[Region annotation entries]

--- BEGIN ---

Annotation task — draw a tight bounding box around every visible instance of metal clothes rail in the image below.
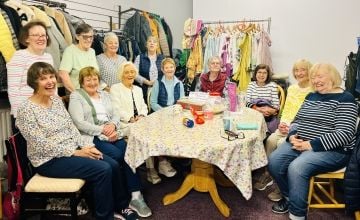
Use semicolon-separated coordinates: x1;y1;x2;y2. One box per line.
203;17;271;34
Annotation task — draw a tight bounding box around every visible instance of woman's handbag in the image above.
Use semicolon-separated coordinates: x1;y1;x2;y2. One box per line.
3;134;23;220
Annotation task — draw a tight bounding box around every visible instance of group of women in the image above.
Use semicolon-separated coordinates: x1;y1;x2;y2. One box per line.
7;21;358;219
7;21;183;219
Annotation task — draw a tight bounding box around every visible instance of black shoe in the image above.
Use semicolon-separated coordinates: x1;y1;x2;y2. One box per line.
271;198;289;214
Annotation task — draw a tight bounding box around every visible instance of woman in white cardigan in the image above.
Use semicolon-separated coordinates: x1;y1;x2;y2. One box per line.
110;61;176;184
110;61;148;123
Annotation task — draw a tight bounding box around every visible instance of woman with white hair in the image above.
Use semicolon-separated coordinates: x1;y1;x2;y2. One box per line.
110;61;176;184
110;61;148;123
96;32;126;89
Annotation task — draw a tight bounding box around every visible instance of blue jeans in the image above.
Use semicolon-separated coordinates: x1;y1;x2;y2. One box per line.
94;137;141;193
269;141;350;217
35;155;129;220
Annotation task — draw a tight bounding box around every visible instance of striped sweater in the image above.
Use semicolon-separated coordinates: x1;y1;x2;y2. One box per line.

--- END ---

> _Directions_
Count the lines in the records above that contain the word "bounding". Reply with the number alone.

> _Finished answer_
8